PROBLEM SET
• 1. According to the news article about the Rikers solitary confinement lawsuit, in what month and year was Candie Hailey acquitted of the charge?
• 2. Set down word for word the stretch of the news article about the Rikers lawsuit from "Hailey alleges that, throughout" through "their mental well-being.".

++++ EXCERPTED TEXT

Woman Who Spent Over 2 Years in Rikers Solitary Confinement Is Suing NYC for $10 Million
After spending 29-months in the Rikers Island Correctional Facility — and all but two of those months in solitary confinement — for a crime she did not commit, Candie Hailey is suing New York City for $10 million, the New York Daily News reported Monday.
Hailey alleges that, throughout most of the time she spent behind bars waiting to be tried for the 2012 stabbing of an infant, prison officers frequently abused her. She was ultimately acquitted of the charge in May 2015, but — she says — nearly didn't make it.
"I just wanted to die," Hailey told the Daily News. "I didn't think about anything else. It was taking too long to prove my innocence."
According to the Daily News, Hailey said she attempted suicide "more than 100 times" as a result of the sexual and physical assault. And indeed, solitary confinement is thought to induce suicidal impulses in prisoners, wreaking havoc on their mental well-being.

++++++++
++++ SOURCE INFORMATION

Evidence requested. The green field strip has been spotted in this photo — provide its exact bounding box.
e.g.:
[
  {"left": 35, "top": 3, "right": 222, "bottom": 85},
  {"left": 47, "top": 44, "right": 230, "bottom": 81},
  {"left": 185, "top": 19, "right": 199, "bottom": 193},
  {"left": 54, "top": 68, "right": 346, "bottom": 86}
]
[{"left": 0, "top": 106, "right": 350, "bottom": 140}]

++++++++

SOLUTION LIST
• 1. May 2015

• 2.
Hailey alleges that, throughout most of the time she spent behind bars waiting to be tried for the 2012 stabbing of an infant, prison officers frequently abused her. She was ultimately acquitted of the charge in May 2015, but — she says — nearly didn't make it.
"I just wanted to die," Hailey told the Daily News. "I didn't think about anything else. It was taking too long to prove my innocence."
According to the Daily News, Hailey said she attempted suicide "more than 100 times" as a result of the sexual and physical assault. And indeed, solitary confinement is thought to induce suicidal impulses in prisoners, wreaking havoc on their mental well-being.